## Goal
How many lines in the entries below contain the string "mountain"? Reply with the number alone.

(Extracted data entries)
★ ★ ★
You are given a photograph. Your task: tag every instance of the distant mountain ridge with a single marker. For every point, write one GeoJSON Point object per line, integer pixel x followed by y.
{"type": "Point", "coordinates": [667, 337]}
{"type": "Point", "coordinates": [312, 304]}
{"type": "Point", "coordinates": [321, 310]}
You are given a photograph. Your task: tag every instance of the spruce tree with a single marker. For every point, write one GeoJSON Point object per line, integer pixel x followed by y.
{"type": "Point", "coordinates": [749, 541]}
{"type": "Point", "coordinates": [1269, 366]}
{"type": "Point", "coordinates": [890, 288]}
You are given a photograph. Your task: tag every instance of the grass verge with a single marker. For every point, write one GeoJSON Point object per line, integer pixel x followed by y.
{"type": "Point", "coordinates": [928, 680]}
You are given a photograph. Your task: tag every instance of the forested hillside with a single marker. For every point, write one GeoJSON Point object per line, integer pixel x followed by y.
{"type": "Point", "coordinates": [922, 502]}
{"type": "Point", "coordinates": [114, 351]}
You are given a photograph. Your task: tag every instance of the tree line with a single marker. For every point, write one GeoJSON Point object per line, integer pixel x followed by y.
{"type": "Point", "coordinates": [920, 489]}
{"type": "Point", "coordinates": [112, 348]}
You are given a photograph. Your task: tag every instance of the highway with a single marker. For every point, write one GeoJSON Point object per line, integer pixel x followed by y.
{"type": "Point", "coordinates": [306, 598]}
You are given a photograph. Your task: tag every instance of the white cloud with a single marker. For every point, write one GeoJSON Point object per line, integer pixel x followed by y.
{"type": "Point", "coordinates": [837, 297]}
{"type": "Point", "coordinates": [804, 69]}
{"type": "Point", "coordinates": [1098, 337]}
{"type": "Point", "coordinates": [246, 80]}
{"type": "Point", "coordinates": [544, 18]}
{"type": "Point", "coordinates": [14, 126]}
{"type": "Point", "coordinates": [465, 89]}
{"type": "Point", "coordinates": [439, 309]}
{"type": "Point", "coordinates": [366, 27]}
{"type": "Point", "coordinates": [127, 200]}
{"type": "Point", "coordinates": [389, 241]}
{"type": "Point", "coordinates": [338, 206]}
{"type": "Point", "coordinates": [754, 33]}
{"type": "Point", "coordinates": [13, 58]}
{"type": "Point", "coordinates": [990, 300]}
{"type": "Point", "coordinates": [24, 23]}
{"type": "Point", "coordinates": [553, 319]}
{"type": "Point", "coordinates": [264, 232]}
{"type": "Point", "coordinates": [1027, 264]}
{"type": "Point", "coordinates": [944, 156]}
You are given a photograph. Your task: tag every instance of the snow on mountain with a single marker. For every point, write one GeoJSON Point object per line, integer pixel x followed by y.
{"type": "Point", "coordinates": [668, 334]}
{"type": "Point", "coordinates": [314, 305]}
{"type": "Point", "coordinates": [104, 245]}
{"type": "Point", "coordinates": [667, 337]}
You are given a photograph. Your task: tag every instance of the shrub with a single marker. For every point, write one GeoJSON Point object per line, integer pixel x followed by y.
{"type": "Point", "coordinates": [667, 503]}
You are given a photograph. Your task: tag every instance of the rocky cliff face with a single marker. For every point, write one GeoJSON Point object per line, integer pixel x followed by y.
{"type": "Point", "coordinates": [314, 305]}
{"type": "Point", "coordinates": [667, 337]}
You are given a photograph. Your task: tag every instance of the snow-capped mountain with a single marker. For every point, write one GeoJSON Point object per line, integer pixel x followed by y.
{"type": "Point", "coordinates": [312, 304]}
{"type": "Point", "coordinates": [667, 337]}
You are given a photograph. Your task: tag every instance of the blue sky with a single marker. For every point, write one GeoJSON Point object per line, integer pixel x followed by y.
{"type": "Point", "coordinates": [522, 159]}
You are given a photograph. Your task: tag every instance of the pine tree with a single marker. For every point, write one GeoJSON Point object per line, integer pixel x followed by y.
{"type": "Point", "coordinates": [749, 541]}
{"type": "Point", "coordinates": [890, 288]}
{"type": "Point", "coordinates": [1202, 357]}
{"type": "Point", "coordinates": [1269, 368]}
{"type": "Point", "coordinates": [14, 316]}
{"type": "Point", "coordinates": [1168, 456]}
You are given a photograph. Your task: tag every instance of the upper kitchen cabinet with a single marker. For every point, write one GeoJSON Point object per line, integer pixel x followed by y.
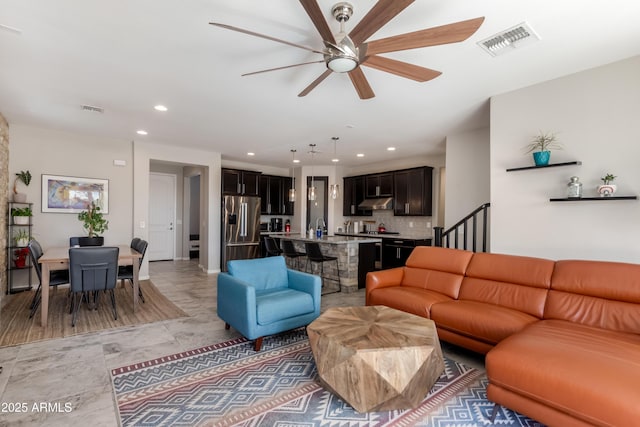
★ ★ ★
## Response to the exercise
3